How to complete this task —
Each entry below needs to be copied exactly, with nothing dropped.

Data under study —

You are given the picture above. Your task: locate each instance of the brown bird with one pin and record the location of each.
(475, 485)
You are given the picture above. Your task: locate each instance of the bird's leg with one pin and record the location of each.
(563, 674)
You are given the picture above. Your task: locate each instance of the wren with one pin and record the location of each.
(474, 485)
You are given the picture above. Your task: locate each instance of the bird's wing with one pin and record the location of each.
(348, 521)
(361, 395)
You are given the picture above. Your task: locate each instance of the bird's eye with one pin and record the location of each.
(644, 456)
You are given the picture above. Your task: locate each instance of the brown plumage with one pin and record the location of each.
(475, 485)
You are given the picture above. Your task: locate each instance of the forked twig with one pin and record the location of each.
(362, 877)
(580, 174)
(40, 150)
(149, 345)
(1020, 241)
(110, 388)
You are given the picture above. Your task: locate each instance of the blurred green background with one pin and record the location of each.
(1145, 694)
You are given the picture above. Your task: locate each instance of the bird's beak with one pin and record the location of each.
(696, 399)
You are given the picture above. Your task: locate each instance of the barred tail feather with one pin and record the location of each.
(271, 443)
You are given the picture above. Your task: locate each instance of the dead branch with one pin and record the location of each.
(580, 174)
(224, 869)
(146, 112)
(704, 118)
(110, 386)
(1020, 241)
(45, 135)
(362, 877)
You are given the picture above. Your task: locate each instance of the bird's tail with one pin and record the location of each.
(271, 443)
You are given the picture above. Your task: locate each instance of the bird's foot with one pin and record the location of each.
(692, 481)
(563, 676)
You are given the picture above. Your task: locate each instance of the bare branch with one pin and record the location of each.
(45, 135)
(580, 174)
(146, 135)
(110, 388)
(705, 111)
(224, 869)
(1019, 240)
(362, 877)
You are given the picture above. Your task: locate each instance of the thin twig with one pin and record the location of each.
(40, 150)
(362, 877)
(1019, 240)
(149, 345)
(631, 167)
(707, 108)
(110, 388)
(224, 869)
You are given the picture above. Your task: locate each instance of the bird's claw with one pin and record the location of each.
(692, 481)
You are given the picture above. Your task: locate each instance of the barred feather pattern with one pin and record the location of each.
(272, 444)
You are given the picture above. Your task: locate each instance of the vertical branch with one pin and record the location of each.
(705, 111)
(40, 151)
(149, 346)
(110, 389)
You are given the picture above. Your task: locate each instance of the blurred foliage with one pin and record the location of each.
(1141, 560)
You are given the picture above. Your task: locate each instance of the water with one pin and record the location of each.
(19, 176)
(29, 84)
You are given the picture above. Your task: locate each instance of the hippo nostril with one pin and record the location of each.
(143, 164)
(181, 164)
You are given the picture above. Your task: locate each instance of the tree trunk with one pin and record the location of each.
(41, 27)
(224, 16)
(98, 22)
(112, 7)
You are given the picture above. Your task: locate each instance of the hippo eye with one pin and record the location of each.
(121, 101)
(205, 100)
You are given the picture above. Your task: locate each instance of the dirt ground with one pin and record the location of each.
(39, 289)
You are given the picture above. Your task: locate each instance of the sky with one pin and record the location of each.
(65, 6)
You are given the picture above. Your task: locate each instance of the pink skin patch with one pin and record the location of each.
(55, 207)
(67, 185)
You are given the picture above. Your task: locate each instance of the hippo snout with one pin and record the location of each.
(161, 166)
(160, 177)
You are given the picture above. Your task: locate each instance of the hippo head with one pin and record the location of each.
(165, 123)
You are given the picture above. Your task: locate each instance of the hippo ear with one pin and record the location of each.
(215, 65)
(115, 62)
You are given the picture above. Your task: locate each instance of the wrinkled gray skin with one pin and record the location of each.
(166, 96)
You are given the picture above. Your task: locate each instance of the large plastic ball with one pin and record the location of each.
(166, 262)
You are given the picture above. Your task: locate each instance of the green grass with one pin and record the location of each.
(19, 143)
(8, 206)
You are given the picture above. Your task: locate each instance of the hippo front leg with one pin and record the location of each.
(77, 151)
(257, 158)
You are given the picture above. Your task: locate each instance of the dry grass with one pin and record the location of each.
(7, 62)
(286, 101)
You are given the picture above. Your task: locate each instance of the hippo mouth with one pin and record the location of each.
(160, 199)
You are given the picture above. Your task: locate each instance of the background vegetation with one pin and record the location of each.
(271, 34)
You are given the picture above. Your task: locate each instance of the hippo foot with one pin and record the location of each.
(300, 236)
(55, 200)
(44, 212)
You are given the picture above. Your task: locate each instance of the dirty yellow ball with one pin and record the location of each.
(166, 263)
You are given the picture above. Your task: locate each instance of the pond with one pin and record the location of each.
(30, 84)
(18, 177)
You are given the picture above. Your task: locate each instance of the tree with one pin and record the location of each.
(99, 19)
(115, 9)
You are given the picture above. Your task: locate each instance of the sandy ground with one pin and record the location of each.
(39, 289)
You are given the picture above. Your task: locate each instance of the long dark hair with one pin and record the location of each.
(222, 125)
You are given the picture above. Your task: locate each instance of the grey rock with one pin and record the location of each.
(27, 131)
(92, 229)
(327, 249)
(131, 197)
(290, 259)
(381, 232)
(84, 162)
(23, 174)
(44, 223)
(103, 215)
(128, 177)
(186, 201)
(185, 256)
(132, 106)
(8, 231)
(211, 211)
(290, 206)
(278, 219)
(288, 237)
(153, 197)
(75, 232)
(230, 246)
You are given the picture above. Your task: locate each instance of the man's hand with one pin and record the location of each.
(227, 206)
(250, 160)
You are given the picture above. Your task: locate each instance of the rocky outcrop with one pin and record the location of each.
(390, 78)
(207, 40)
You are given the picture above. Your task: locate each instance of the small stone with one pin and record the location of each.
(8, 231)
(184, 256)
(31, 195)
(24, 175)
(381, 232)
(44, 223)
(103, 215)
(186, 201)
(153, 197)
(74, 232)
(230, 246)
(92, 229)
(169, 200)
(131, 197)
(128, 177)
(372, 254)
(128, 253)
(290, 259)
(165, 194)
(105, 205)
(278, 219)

Result of the exercise —
You are given the picture above. Your task: locate each instance of the brown bird with one pin and record the location of each.
(475, 485)
You are given the picture above. Your task: locate each instance of the bird's leg with one pin and record the location of each.
(563, 674)
You are given the picture above. Your task: locate each instance of the wren with one pin and record the location of each.
(474, 485)
You are given the picture above. Your task: locate each instance of the bird's wing with one pin and record the location of each.
(348, 521)
(361, 395)
You are given the picture above. Your task: locate each instance of the bird's eye with one pin and record the location of each.
(644, 456)
You are given the picture above. Your task: locate each instance of the brown plumage with one pin and record the location of each.
(475, 485)
You are given the picture above. Your task: locate each instance of the forked twig with one pin and record the location of each.
(362, 877)
(580, 174)
(40, 150)
(149, 345)
(1020, 241)
(110, 388)
You are given the picture above. Your task: locate each instance of the blurred green background with one pin and record the location of each.
(1145, 694)
You are given the picture above. Your task: locate each instance of the bird's beak with one pin and record the location of each.
(696, 399)
You are given the picture above. Your task: locate each instance of the barred tail feather with one pin and record the location of each.
(271, 443)
You are given the picture above. Your task: locate each instance of the dead branch with one pin and record the location of each.
(580, 174)
(224, 869)
(146, 112)
(704, 118)
(110, 386)
(1020, 241)
(45, 135)
(362, 877)
You are given the picture above. Your task: locate each instance of the bird's tail with one pin and record the location of each.
(271, 443)
You are given the picture above. Your task: locate each instance of the bird's foot with one pin and record the location of each.
(692, 481)
(563, 676)
You are given the picture above. Your task: locate each instance of the bare branch with one pin and record the location of each.
(45, 135)
(580, 174)
(146, 135)
(110, 388)
(705, 111)
(224, 869)
(1019, 240)
(362, 877)
You are given the picture above. Your task: locate each instance of the thin twig with one pin and record the location of each.
(40, 150)
(362, 877)
(1019, 240)
(149, 345)
(631, 167)
(707, 108)
(110, 388)
(224, 869)
You are given the picture above. Your task: locate each instance of the bird's claw with one pin and record the location of each.
(692, 481)
You are given the picture above. Your task: locate each instance of the barred feather pattern with one pin and record the location of each.
(272, 444)
You are given the picture above. Your task: locate each instance of the vertical branch with one pin and record the location of each.
(705, 111)
(40, 151)
(149, 346)
(110, 389)
You are given the picture above. Your task: locate each instance of the blurred foliage with one pin and record the location of each.
(1141, 560)
You are given the picture above. Your task: locate each instance of the water with one pin and record the location of each.
(19, 176)
(29, 84)
You are given the picture above. Your task: locate each instance of the hippo nostril with one pin and record the location of each.
(143, 164)
(181, 164)
You are given the picture above. Your task: locate each instance of the tree trunk with one pin and record the location of each.
(41, 27)
(224, 16)
(98, 22)
(112, 7)
You are given the picture above. Your task: locate each instance of the hippo eye with one pin and record the location of each.
(121, 101)
(205, 100)
You are given the picture above. Your task: locate each instance of the dirt ground with one pin and record the location of each.
(39, 289)
You are given the picture above. Your task: locate each instance of the sky with one pin and record the location of each.
(65, 6)
You are given the picture above. Your task: locate each instance of the pink skin patch with one pin and record the location of each.
(55, 207)
(67, 185)
You are given the picture above. Your task: locate each instance of the hippo snout with one pin and record the location of each.
(161, 166)
(160, 177)
You are given the picture above. Your task: locate each instance of the hippo head with one pin and record the location of each.
(165, 123)
You are given the picture above. Your task: locate each instance of the hippo ear with one pin and record the location of each.
(215, 65)
(115, 62)
You are given the picture above. Your task: locate each instance of the wrinkled gray skin with one pin and record the location of each.
(166, 96)
You are given the picture above. Your task: locate each instance of the large plastic ball with one pin and record the location of each.
(166, 262)
You are given the picture above. Your task: locate each instance of the green grass with one pin and record the location of each.
(19, 143)
(8, 206)
You are given the picture above. Your task: locate each instance of the hippo front leg with one pin and record the location of each.
(77, 151)
(257, 158)
You are given the picture above. Your task: locate each instance of the dry grass with one pin and record the location of each.
(7, 62)
(286, 101)
You are given the picture above. Your task: locate each instance of the hippo mouth with one pin and record the location of each.
(160, 199)
You are given the picture above. Your task: locate each instance of the background vegetation with one pin and record the location of each.
(271, 34)
You are given the picture above. Your task: locate each instance of the hippo foot with one pin and record the location of each.
(300, 236)
(55, 200)
(44, 212)
You are given the picture above. Your task: locate each instance of the dirty yellow ball with one pin and record the location of each.
(166, 263)
You are given the picture above. Your task: locate each instance of the pond with one pin and record the location of each.
(30, 84)
(18, 177)
You are given the picture above. Your task: locate each instance of the tree with one pin and record the location of each.
(99, 19)
(115, 9)
You are given the picture above. Your task: locate each instance of the sandy ground with one pin and record the location of each.
(39, 289)
You are given the picture above. Your task: locate each instance of the long dark hair with one pin and record the location of each.
(222, 125)
You are given the picture above. Your task: locate each instance of the grey rock with one pin and record the location of each.
(27, 131)
(92, 229)
(327, 249)
(131, 197)
(290, 259)
(381, 232)
(84, 162)
(23, 174)
(44, 223)
(103, 215)
(128, 177)
(186, 201)
(185, 256)
(132, 106)
(8, 231)
(211, 211)
(290, 206)
(278, 219)
(288, 237)
(153, 197)
(75, 232)
(230, 246)
You are given the picture above. Your task: locate each instance of the man's hand with one pin and record the location of each.
(227, 206)
(250, 160)
You are given the picture above. Your task: locate each instance of the rocky outcrop with one pin and record the location of each.
(390, 78)
(207, 40)
You are given the picture above. Your task: locate each instance of the small stone with one pin and record the location of each.
(8, 231)
(184, 256)
(31, 195)
(24, 175)
(381, 232)
(44, 223)
(103, 215)
(186, 201)
(153, 197)
(74, 232)
(230, 246)
(92, 229)
(169, 200)
(131, 197)
(128, 177)
(372, 254)
(128, 253)
(290, 259)
(165, 194)
(105, 205)
(278, 219)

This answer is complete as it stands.